# Zinger Winger Problems



## Thomas D (Jan 27, 2003)

I have two ZW's. Today I tried to connect them with a ZW 10 ft cable. The cable is new, first time I have used it and still in the original bag. The winger connected by the cable will not shoot. I can see the key move when it has no pressure on it, but when I pull the rubbers to short/short, no movement to release it. Receiver is charged. I connected a receiver to that winger and it works fine. Seems as if it isn't getting enough power thru the cable. So maybe the cable or jacks? I plan to check it with another cable tomorrow, but until then...

Has anyone else had this problem? Doesn't seem like a new cable should be faulty.


----------



## Joe Crocco (Aug 8, 2010)

sounds to me like your 2nd winger is wired for dogtra (assuming you are using Tritronics). When I got my first winger it was wired wrong and the servo did move a little bit. When the wires were reversed it worked great.

Joe


----------



## Thomas D (Jan 27, 2003)

Both wingers will work fine with TT receivers attached to them. It's when I connect them with the extension cord that I have problems. Either one when attached with the extension will not work under pressure.


----------



## cbodine3 (Oct 17, 2008)

I Have received cables (brand new from TT) right out of the package that would not work at all (pressure or no pressure) if things are working without pressure and not working under pressure make sure that the release is going on the correct side (L/H)

▶ [Data excerpt]:
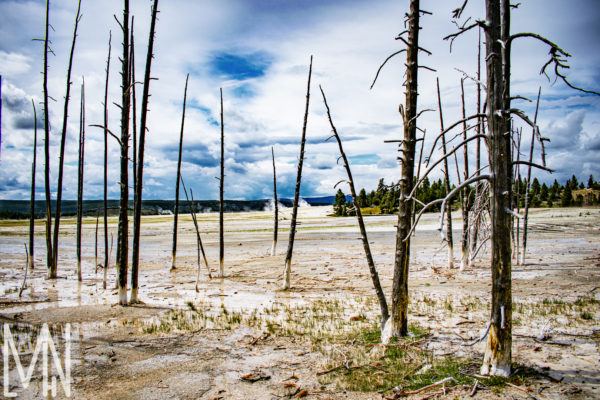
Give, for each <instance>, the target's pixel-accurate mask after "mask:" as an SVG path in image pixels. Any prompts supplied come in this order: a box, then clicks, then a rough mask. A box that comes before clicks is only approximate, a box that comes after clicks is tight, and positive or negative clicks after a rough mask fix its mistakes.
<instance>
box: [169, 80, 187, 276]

▶ [Exercise instructions]:
(a) In the Zinger Winger thread, what length of cable did Thomas D use to connect his two wingers?
(b) Resume the Zinger Winger thread from the point where it stops.
The material placed after the Zinger Winger thread is separate from it.

▶ [Answer list]:
(a) He used a 10 ft ZW cable.

(b)
----------



## Udder Brudder (Jan 15, 2003)

If you can solder? Build them yourself. That is what I do....


----------



## David Carpenter (Jul 11, 2008)

Thomas D said:


> I have two ZW's. Today I tried to connect them with a ZW 10 ft cable. The cable is new, first time I have used it and still in the original bag. The winger connected by the cable will not shoot. I can see the key move when it has no pressure on it, but when I pull the rubbers to short/short, no movement to release it. Receiver is charged. I connected a receiver to that winger and it works fine. Seems as if it isn't getting enough power thru the cable. So maybe the cable or jacks? I plan to check it with another cable tomorrow, but until then...
> 
> Has anyone else had this problem? Doesn't seem like a new cable should be faulty.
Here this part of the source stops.